[Design Proposal] Vega/Vega-Lite as visualization dsl for Kubeflow metadata-ui

eterna2 commented 4 years ago

Background

Currently, kfp manages visualization through a collections of viewer components.

Ignoring viewers like markdown, html, tensorboard, etc, visualization in kfp can be separated into 2 groups:

pre-created vis by kfp developer with react-vis (usually via metadata-ui artifacts)
pre-defined and user-defined vis based on python (generated via jupyter notebook display function)

Proposal

Vega/Vega-Lite to be used as a visualization dsl for

specifying metadata-ui artifact, and
generating custom vis for data (that do not have a readily-available python lib for visualizing the data) - i.e. alternative to python custom vis.
--
AIM A: Return the part of the design proposal that opens with the words containing "Currently, kfp manages" and closes with "python custom vis.", copied word for word.

(Some records)
--
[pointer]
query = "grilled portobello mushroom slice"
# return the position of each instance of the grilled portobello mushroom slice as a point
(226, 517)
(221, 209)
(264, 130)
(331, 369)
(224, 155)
--
AIM B: Shift the point coordinates in the answers of the listing above by adding 62 to every number, and give all of the listing's lines again, requests included.

FULL SOLUTION A:
Currently, kfp manages visualization through a collections of viewer components.

Ignoring viewers like markdown, html, tensorboard, etc, visualization in kfp can be separated into 2 groups:

pre-created vis by kfp developer with react-vis (usually via metadata-ui artifacts)
pre-defined and user-defined vis based on python (generated via jupyter notebook display function)

Proposal

Vega/Vega-Lite to be used as a visualization dsl for

specifying metadata-ui artifact, and
generating custom vis for data (that do not have a readily-available python lib for visualizing the data) - i.e. alternative to python custom vis.

FULL SOLUTION B:
[pointer]
query = "grilled portobello mushroom slice"
# return the position of each instance of the grilled portobello mushroom slice as a point
(288, 579)
(283, 271)
(326, 192)
(393, 431)
(286, 217)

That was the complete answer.